> _Brief_
Look through the records below and copy each line that includes the word "fender".

> _Records shown_
━━━━━━━━━━━━━━━━━━━━
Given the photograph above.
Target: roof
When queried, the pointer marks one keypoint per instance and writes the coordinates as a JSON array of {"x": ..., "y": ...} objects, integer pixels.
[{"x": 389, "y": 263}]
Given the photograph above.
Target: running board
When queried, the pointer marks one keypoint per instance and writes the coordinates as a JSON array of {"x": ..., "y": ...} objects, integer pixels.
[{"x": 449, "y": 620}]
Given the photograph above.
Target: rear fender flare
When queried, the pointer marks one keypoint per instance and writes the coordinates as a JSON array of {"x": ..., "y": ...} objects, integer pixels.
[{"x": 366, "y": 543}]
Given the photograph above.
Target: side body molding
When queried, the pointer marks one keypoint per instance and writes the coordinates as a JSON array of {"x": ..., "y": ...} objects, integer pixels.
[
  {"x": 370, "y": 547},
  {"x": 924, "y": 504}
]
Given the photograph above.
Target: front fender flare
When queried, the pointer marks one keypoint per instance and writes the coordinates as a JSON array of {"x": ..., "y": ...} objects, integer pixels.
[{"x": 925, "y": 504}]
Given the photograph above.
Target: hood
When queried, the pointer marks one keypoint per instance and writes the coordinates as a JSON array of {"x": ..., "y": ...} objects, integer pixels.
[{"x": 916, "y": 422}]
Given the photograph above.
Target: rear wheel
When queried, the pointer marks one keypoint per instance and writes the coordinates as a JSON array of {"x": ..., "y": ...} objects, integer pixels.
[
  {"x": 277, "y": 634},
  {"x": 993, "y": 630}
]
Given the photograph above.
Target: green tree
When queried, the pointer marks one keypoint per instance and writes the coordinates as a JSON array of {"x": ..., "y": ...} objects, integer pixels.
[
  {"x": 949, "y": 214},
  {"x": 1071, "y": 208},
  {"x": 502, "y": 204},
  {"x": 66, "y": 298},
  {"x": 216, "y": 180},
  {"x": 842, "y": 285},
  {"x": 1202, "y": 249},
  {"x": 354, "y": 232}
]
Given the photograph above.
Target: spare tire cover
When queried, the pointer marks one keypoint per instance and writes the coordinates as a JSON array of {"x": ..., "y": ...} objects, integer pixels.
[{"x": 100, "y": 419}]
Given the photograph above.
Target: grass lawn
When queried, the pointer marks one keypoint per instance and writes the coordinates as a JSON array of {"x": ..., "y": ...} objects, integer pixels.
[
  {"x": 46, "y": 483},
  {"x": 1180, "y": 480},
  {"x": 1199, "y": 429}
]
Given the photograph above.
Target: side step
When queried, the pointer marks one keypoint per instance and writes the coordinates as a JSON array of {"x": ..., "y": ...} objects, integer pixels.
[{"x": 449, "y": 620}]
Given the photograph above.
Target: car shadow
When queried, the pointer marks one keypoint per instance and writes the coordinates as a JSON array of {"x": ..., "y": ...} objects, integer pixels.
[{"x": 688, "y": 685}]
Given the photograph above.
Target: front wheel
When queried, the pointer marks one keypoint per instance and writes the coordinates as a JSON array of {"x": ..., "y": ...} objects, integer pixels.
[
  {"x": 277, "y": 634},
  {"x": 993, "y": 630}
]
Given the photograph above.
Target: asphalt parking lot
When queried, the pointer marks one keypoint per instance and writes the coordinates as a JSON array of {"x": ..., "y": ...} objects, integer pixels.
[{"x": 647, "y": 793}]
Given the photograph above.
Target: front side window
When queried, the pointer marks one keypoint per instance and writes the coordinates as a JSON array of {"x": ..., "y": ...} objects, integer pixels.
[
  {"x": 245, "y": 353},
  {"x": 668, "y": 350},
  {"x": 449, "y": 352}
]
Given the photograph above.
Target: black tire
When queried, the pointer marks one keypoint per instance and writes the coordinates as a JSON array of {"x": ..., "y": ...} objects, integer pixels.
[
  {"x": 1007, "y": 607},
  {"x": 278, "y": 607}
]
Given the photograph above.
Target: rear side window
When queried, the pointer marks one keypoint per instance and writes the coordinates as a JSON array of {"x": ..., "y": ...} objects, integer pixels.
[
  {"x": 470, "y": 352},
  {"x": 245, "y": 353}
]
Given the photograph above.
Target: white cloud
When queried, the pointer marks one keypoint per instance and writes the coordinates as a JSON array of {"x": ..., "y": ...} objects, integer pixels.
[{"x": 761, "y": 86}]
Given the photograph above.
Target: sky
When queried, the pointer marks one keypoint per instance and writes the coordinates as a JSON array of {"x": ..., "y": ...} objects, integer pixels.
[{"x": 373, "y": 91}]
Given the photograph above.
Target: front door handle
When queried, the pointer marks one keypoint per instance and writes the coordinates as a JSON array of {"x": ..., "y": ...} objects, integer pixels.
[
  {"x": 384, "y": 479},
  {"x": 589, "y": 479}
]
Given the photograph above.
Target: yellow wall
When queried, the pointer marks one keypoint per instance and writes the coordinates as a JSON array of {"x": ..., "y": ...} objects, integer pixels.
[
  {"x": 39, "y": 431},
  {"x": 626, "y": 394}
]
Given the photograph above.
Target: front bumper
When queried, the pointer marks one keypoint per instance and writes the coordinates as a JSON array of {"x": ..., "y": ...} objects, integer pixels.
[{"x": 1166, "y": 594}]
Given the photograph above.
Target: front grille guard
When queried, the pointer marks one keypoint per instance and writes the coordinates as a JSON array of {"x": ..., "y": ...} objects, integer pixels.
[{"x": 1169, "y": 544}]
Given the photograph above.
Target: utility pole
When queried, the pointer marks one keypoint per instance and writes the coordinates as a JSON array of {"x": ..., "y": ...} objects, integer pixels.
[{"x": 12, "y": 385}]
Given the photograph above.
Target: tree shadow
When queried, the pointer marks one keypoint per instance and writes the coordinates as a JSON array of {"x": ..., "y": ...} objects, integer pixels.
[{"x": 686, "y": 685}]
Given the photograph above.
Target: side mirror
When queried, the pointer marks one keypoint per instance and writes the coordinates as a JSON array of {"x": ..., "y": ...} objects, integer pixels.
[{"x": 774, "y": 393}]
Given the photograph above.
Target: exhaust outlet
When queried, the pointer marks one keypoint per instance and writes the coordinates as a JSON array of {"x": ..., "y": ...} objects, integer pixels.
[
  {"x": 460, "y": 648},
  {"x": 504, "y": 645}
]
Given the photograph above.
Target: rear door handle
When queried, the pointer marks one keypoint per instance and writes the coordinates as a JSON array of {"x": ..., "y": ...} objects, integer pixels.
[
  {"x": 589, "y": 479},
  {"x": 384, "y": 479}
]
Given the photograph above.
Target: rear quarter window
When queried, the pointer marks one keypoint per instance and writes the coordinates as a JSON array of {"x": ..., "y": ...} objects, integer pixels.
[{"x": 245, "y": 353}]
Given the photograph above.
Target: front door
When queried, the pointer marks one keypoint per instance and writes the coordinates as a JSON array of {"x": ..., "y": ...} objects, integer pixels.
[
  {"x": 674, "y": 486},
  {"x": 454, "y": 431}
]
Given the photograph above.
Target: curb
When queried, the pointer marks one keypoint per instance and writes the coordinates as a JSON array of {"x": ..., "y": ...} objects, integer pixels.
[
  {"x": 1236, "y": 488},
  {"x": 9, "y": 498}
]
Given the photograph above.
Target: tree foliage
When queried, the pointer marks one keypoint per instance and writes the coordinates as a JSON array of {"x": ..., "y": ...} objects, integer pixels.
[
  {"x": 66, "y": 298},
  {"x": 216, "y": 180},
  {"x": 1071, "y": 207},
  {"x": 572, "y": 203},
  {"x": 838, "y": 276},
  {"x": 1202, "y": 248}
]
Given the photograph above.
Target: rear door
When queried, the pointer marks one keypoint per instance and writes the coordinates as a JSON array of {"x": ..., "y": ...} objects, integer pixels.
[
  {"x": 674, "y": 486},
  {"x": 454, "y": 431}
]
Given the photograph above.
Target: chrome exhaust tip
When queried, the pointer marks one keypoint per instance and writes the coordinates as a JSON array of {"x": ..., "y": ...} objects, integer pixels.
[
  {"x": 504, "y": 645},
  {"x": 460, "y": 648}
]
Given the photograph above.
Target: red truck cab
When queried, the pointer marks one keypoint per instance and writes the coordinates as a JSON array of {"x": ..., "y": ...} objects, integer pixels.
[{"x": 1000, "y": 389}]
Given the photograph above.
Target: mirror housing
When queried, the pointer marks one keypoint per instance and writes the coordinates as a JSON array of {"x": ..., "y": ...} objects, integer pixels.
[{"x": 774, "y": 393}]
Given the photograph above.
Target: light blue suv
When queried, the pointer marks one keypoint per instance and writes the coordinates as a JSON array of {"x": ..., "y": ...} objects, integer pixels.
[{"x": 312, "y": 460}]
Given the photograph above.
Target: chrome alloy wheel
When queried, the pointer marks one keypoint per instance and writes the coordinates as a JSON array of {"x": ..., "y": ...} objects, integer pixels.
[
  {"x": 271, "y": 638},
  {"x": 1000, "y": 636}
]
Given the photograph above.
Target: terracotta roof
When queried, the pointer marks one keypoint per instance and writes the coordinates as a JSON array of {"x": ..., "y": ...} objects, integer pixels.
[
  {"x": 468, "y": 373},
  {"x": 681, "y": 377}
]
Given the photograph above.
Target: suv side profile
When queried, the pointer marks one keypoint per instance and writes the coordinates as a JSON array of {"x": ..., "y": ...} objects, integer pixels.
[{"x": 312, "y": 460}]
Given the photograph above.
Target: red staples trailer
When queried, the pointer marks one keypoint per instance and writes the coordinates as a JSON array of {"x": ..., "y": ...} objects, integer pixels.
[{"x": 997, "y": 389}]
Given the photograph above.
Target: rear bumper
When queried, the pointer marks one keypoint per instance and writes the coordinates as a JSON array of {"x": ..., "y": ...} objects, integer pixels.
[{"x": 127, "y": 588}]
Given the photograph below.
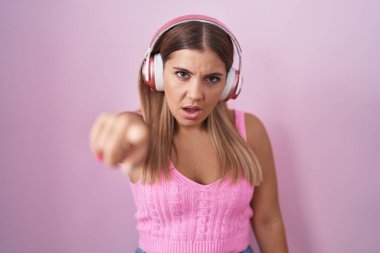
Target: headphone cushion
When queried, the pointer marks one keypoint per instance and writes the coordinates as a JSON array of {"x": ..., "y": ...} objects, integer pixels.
[{"x": 158, "y": 70}]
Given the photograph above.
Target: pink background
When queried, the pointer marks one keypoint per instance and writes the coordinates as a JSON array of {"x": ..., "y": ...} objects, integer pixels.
[{"x": 311, "y": 72}]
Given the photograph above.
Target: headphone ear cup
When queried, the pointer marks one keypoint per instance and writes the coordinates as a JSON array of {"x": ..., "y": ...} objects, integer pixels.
[
  {"x": 147, "y": 73},
  {"x": 158, "y": 72}
]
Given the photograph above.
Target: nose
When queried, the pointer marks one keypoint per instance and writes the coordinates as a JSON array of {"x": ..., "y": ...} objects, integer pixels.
[{"x": 195, "y": 89}]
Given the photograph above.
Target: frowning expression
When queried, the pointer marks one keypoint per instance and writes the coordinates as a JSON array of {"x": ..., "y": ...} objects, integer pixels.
[{"x": 193, "y": 83}]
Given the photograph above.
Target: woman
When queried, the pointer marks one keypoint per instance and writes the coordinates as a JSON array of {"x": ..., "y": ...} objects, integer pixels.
[{"x": 198, "y": 170}]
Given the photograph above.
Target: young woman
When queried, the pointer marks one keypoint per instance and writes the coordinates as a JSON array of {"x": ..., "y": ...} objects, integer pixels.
[{"x": 198, "y": 170}]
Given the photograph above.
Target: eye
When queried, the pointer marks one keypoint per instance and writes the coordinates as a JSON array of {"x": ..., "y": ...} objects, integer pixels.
[
  {"x": 213, "y": 79},
  {"x": 182, "y": 74}
]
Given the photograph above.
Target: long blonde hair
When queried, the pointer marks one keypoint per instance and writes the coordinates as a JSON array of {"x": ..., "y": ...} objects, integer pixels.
[{"x": 234, "y": 155}]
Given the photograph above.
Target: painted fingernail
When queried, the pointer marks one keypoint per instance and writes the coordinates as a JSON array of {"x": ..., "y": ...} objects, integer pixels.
[
  {"x": 99, "y": 158},
  {"x": 126, "y": 169}
]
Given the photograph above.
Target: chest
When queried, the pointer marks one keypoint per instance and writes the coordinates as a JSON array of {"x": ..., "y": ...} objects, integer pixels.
[{"x": 197, "y": 160}]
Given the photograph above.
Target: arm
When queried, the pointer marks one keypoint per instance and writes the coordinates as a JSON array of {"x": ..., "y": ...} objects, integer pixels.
[{"x": 267, "y": 222}]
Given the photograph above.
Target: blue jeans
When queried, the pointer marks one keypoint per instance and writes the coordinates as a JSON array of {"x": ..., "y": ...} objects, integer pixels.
[{"x": 247, "y": 250}]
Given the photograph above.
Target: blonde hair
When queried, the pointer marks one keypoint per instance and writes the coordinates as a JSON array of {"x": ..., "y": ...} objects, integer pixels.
[{"x": 234, "y": 155}]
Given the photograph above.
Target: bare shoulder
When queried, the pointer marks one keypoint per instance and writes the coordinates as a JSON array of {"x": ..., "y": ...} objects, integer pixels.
[{"x": 257, "y": 135}]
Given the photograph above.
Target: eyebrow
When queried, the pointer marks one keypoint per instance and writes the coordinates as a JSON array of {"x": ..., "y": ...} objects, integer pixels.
[{"x": 188, "y": 71}]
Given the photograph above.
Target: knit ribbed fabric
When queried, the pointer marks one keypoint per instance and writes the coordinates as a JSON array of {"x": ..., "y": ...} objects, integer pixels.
[{"x": 183, "y": 216}]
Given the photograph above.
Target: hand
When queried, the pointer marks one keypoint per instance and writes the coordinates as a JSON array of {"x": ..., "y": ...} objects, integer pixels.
[{"x": 120, "y": 139}]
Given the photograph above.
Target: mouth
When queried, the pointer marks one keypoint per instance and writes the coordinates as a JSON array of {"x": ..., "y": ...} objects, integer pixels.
[
  {"x": 191, "y": 112},
  {"x": 191, "y": 109}
]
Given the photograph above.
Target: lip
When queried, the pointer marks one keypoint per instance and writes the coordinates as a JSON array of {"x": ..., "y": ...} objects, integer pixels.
[{"x": 191, "y": 115}]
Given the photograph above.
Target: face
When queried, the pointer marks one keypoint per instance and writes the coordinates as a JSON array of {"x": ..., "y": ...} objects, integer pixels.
[{"x": 193, "y": 84}]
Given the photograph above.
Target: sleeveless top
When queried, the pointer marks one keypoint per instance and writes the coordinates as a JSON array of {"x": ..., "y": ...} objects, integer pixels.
[{"x": 183, "y": 216}]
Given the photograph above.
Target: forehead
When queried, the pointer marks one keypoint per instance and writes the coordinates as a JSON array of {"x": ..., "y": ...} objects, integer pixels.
[{"x": 206, "y": 60}]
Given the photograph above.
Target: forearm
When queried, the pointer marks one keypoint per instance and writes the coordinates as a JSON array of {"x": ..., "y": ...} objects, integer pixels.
[{"x": 270, "y": 236}]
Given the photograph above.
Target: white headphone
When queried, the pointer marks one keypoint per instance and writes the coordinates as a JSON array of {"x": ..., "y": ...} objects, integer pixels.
[{"x": 153, "y": 67}]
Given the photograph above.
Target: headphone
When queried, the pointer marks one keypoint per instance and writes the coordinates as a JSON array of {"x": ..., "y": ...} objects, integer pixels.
[{"x": 153, "y": 66}]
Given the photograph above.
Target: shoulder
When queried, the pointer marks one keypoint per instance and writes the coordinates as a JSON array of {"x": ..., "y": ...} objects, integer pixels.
[{"x": 257, "y": 135}]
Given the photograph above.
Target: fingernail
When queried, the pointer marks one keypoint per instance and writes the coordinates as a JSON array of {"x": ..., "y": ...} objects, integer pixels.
[
  {"x": 126, "y": 168},
  {"x": 99, "y": 158}
]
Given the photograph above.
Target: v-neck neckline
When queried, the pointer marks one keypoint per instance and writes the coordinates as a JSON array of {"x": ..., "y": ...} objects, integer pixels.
[{"x": 191, "y": 182}]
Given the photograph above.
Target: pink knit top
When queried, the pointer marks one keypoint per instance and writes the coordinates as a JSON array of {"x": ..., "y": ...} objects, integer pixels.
[{"x": 180, "y": 215}]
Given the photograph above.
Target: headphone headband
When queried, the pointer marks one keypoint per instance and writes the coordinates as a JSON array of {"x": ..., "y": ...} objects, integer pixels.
[{"x": 204, "y": 19}]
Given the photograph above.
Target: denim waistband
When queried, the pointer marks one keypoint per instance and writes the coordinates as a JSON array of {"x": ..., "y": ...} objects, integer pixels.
[{"x": 247, "y": 250}]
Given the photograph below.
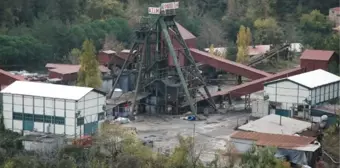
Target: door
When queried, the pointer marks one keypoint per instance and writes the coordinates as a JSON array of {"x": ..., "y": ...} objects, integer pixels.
[{"x": 90, "y": 128}]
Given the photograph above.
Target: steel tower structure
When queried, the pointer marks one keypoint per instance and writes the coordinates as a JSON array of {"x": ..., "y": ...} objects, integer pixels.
[{"x": 169, "y": 80}]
━━━━━━━━━━━━━━━━━━━━
> _Reply to the exercise_
Target: rear fender flare
Target: front fender flare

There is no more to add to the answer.